[Information provided]:

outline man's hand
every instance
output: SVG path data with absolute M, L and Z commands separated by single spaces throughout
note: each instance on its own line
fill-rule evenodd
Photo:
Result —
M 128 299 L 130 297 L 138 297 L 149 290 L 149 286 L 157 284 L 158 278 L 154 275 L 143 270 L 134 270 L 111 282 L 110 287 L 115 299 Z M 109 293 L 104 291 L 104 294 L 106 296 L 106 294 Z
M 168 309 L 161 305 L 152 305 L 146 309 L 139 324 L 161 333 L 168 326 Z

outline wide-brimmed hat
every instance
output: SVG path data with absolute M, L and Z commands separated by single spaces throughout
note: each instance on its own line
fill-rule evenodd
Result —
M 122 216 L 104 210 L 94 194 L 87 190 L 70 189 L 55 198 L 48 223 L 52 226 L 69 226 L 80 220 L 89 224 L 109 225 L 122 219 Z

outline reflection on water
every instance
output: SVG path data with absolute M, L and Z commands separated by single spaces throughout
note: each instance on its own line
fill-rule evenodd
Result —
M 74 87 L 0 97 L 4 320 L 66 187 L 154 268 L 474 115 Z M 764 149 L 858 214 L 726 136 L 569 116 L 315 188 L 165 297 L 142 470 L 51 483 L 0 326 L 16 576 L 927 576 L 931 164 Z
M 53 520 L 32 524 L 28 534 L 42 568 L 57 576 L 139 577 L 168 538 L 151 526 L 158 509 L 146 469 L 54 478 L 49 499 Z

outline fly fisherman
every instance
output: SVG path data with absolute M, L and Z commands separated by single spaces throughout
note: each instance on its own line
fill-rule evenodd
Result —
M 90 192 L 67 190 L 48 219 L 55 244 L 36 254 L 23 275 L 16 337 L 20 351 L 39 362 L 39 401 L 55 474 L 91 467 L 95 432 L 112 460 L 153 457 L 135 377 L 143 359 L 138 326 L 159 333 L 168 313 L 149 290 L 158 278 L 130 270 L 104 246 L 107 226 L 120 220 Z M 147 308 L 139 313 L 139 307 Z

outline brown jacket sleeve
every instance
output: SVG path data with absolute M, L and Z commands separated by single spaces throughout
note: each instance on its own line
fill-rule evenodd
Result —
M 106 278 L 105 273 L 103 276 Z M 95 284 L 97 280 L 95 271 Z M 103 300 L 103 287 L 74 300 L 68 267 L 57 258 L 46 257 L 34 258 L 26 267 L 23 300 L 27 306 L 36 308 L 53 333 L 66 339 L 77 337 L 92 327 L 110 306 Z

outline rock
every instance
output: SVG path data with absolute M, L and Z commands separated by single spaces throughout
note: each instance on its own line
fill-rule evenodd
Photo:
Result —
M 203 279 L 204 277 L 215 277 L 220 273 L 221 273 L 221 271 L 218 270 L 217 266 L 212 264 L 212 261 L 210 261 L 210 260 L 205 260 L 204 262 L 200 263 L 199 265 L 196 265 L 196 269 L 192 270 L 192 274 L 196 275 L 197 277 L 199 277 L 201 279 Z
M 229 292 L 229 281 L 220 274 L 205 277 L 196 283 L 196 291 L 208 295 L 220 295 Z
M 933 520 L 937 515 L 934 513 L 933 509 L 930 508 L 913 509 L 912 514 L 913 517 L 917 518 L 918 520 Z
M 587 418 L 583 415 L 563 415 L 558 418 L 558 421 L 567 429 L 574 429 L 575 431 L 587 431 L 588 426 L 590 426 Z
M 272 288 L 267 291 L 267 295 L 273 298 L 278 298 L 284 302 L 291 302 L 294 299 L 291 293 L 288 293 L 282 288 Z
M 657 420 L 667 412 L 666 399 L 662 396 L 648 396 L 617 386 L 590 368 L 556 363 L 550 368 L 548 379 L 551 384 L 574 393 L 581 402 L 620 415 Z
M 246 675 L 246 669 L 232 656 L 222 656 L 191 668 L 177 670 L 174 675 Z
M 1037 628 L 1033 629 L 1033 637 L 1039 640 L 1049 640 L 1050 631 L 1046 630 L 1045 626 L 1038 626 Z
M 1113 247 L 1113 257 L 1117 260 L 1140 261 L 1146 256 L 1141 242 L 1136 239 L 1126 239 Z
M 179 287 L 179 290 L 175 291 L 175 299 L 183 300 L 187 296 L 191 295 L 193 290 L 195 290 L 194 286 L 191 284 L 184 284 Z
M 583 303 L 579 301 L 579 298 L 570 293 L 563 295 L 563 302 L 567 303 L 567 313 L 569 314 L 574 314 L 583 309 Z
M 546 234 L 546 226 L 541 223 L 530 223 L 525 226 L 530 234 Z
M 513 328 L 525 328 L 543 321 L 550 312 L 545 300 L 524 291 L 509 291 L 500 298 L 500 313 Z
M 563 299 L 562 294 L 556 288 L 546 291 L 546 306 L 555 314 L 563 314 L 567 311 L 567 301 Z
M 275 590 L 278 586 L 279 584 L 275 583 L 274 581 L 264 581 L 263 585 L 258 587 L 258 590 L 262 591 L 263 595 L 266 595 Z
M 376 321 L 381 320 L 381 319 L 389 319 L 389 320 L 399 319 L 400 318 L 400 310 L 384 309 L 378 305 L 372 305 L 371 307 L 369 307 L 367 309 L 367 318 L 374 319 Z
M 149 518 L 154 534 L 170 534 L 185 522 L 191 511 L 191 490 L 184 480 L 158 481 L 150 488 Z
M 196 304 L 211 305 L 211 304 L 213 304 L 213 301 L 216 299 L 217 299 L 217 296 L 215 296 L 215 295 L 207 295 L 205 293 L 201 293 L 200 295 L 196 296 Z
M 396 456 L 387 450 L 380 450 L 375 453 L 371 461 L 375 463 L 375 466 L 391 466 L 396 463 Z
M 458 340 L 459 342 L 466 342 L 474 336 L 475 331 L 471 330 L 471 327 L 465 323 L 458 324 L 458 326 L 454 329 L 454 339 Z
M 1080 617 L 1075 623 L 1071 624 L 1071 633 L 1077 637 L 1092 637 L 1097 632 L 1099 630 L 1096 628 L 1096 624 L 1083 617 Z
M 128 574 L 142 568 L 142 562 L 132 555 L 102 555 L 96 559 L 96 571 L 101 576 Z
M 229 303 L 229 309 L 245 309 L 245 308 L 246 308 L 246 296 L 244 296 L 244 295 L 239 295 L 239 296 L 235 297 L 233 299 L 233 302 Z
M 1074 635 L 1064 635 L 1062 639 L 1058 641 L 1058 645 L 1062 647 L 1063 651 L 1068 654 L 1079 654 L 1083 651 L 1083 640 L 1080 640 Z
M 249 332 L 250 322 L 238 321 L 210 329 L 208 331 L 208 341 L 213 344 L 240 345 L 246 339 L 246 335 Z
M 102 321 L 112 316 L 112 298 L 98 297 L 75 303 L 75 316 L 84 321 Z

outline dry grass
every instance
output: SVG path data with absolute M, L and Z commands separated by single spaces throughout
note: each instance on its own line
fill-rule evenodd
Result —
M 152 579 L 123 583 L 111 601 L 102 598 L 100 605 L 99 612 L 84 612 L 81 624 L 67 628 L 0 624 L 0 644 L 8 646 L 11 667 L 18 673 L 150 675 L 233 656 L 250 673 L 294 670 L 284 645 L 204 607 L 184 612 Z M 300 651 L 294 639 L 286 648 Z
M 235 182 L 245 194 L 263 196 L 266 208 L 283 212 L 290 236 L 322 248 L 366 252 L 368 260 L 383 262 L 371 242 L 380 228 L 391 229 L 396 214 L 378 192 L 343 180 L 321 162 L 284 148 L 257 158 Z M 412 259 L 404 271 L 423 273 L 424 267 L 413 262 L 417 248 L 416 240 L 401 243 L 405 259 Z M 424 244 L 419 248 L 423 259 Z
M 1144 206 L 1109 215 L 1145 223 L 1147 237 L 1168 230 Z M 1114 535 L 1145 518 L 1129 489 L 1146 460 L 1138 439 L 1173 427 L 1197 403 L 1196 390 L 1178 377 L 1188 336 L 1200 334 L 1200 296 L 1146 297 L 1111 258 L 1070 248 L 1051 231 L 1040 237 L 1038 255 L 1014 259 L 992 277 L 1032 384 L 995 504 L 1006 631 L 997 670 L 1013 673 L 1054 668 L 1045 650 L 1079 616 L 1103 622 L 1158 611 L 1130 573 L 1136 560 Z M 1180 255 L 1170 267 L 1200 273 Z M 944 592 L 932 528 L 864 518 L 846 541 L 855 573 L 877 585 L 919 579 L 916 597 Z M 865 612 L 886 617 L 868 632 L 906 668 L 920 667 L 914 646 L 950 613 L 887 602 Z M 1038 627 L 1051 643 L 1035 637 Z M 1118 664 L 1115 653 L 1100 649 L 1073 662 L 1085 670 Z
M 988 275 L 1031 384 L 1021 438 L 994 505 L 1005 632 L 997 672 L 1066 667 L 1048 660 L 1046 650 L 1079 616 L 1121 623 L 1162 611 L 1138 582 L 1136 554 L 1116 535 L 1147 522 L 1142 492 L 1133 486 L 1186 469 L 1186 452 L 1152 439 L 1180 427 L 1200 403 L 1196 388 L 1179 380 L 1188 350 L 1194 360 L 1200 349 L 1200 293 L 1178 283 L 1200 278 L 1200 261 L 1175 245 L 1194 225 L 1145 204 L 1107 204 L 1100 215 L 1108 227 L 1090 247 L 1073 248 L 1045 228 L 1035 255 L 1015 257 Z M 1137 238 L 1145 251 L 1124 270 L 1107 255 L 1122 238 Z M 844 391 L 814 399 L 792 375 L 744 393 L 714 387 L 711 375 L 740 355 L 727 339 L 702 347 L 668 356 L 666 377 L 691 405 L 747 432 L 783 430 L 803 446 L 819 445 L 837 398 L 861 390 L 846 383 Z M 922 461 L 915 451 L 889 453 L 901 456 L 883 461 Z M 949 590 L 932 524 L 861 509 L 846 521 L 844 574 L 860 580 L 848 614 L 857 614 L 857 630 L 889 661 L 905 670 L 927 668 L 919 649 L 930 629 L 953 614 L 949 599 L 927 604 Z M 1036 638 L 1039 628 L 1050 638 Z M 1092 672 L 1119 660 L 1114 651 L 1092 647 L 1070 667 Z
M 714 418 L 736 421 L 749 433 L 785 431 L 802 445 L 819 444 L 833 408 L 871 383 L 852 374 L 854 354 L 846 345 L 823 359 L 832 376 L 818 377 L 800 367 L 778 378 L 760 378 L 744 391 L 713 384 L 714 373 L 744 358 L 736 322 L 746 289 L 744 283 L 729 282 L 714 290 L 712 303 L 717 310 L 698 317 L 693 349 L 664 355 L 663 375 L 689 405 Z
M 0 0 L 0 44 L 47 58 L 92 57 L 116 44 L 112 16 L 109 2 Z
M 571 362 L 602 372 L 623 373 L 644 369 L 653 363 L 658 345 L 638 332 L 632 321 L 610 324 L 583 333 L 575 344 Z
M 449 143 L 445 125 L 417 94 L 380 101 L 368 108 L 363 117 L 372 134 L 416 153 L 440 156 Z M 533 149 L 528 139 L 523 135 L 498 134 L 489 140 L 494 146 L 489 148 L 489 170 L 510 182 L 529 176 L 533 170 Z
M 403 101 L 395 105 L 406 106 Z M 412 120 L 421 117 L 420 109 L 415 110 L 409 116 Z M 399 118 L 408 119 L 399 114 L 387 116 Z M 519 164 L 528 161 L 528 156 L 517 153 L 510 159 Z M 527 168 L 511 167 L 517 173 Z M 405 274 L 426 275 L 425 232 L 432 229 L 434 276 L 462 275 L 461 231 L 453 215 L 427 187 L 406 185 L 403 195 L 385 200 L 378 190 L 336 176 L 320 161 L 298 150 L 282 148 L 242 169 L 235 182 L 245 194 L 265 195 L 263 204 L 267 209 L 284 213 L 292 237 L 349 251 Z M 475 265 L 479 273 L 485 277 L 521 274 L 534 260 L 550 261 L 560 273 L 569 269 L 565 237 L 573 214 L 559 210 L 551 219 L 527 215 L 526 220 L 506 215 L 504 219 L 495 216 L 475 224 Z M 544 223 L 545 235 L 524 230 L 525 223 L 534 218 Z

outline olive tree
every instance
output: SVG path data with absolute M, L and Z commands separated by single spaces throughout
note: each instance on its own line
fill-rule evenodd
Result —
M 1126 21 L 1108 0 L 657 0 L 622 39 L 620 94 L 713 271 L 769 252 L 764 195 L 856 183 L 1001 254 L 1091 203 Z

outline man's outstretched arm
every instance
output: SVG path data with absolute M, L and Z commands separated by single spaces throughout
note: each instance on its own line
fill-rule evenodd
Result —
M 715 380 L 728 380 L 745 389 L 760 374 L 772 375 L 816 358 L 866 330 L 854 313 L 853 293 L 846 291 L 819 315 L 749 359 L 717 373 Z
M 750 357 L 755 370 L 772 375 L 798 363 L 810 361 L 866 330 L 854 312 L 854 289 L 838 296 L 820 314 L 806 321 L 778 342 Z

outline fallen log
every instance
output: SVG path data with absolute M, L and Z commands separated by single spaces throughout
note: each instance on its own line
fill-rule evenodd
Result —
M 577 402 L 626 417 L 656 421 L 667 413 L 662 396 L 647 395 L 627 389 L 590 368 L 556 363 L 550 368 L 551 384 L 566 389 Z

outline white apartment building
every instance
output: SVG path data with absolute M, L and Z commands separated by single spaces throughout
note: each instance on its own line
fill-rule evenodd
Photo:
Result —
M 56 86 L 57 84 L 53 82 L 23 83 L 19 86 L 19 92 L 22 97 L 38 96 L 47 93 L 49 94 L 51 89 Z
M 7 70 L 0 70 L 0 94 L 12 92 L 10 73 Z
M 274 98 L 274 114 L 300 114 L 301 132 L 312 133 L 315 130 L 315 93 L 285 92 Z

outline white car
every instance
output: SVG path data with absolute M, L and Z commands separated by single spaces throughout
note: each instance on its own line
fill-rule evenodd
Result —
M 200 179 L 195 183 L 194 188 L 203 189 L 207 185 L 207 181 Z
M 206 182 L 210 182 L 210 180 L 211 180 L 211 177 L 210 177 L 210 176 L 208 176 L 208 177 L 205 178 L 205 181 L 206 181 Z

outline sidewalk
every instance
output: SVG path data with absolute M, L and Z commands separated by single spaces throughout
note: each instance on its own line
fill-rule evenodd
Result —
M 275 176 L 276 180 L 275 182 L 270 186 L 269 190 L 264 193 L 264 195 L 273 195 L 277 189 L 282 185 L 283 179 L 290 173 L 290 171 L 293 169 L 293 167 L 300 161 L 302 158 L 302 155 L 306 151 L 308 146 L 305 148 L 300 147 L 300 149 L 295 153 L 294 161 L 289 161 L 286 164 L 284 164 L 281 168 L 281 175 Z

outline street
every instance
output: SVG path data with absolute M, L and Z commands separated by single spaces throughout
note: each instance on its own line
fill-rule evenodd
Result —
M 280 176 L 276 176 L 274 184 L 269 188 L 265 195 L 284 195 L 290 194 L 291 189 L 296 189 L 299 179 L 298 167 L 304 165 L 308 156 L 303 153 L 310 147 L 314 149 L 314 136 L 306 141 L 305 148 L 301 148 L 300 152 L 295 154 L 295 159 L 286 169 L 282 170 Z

[Work item]:
In the lines above, find each one with "white" and list it.

[Exercise result]:
outline white apartment building
outline white car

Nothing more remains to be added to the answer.